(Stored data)
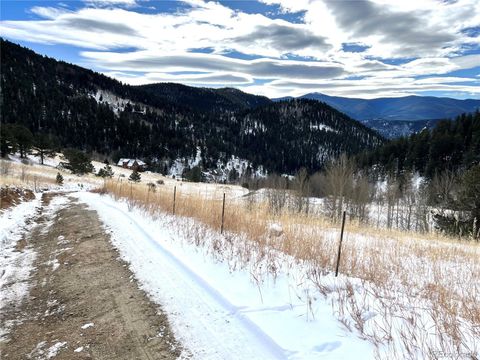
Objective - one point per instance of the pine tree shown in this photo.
(59, 179)
(106, 171)
(77, 161)
(135, 176)
(44, 146)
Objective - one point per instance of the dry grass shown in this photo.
(421, 290)
(412, 295)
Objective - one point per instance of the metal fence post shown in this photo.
(340, 244)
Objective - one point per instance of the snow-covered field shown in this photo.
(221, 313)
(16, 260)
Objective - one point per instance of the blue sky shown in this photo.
(361, 48)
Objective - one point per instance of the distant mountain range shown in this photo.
(397, 116)
(167, 123)
(409, 108)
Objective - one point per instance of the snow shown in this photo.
(55, 348)
(15, 266)
(218, 312)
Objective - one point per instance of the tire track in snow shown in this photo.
(224, 331)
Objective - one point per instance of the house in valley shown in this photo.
(132, 164)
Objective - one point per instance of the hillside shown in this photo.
(164, 122)
(449, 145)
(216, 100)
(400, 108)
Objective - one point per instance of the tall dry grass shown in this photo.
(412, 295)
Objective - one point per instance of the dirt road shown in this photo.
(84, 302)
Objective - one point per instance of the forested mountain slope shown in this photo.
(450, 145)
(90, 111)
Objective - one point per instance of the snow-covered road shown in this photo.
(216, 313)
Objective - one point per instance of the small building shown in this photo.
(132, 164)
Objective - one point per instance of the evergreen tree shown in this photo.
(78, 162)
(7, 140)
(135, 176)
(23, 139)
(106, 171)
(59, 179)
(44, 146)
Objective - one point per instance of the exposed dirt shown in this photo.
(84, 298)
(10, 196)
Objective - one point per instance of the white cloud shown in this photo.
(428, 32)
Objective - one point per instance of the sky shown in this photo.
(276, 48)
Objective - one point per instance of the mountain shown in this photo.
(225, 99)
(392, 129)
(164, 123)
(449, 145)
(408, 108)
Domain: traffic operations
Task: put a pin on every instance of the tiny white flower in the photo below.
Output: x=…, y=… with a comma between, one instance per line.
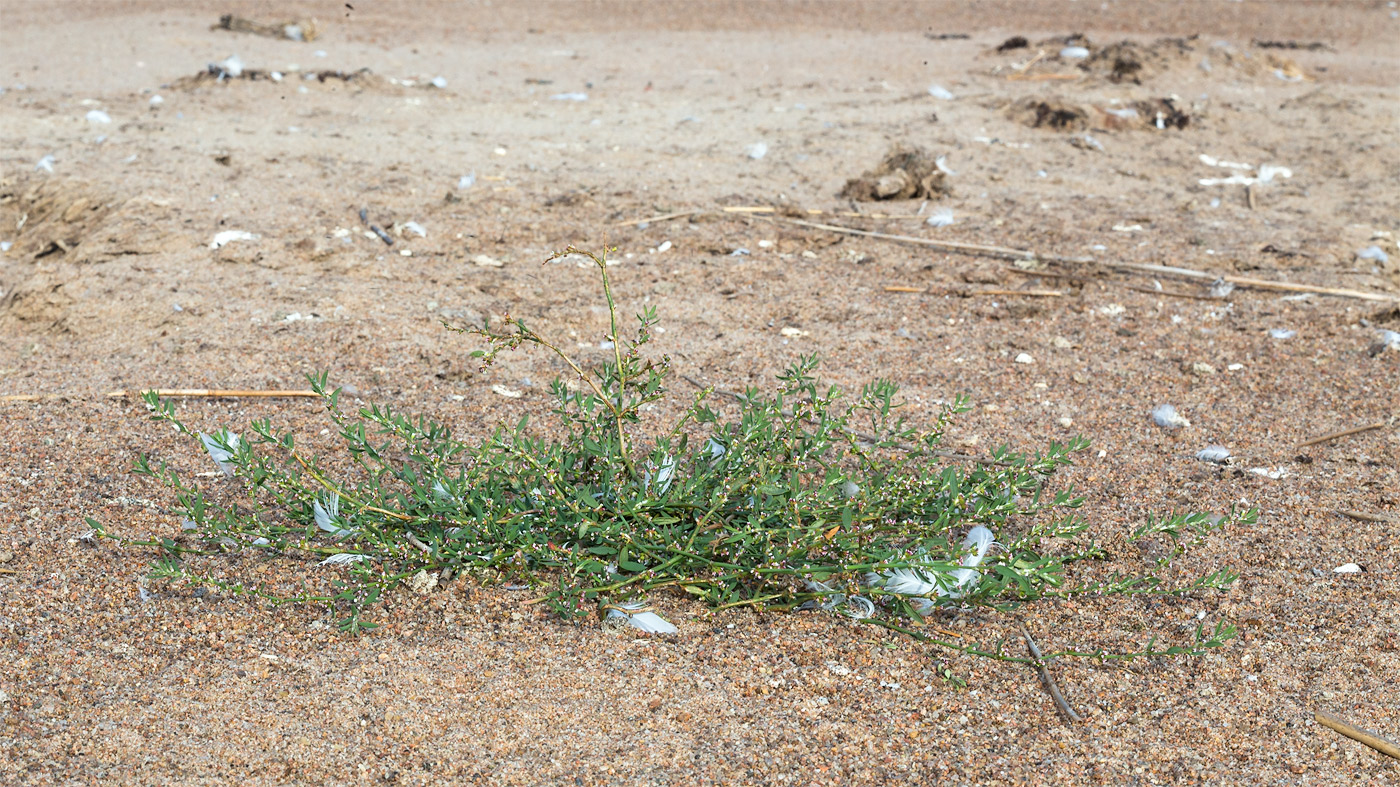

Assigned task: Write out every entry again word for word, without any of the pictures.

Task response:
Objective - one point per instance of the pine tree shown in this photo.
(59, 179)
(106, 171)
(77, 161)
(135, 176)
(44, 146)
Objective - one point per instance of the dry grass shown in this photo.
(421, 290)
(412, 295)
Objective - one point per instance of the metal fence post shown in this photo.
(340, 244)
Objective - one point per instance of the snow-covered field shown in this photo.
(221, 313)
(16, 260)
Objective - one point per instance of the blue sky shown in this photo.
(361, 48)
Objective - one point per instance of the distant mountain range shown in this photo.
(397, 116)
(167, 123)
(409, 108)
Objective - one point per instance of the snow shown in this photo.
(55, 348)
(15, 266)
(218, 312)
Objective - one point per instance of the tire track in snow shown in this photo.
(224, 331)
Objective - one point per instance of the house in valley shown in this photo.
(132, 164)
Objective - one point per instance of the hillside shown in this photo.
(164, 122)
(449, 145)
(216, 100)
(400, 108)
Objective - one point per instance of the tall dry grass shown in this photo.
(412, 295)
Objective - one point per instance of the dirt road shown in this photo.
(84, 302)
Objective - one point per instance of the forested mountain slope shown in this photo.
(450, 145)
(90, 111)
Objective - one point per instance of the snow-covered road shown in this photo.
(216, 313)
Objective - one point per instance of the small building shown in this photo.
(132, 164)
Objective - one point per instance of the evergreen tree shown in this photo.
(78, 162)
(7, 140)
(135, 176)
(23, 139)
(106, 171)
(59, 179)
(44, 146)
Objective - one point per instance of the exposed dirt shown in this photo.
(84, 298)
(10, 196)
Objective - one point per instance of the white cloud shown in this photo.
(428, 32)
Objective - one point per instance of the sky shown in this photo.
(276, 48)
Objective - one point per instance of the mountain shown in this photo.
(225, 99)
(392, 129)
(164, 123)
(449, 145)
(408, 108)
Domain: traffic operations
Task: put a pin on every instance of the tiny white flower in the photo below.
Output: x=…, y=… with a comma between, one instance per line.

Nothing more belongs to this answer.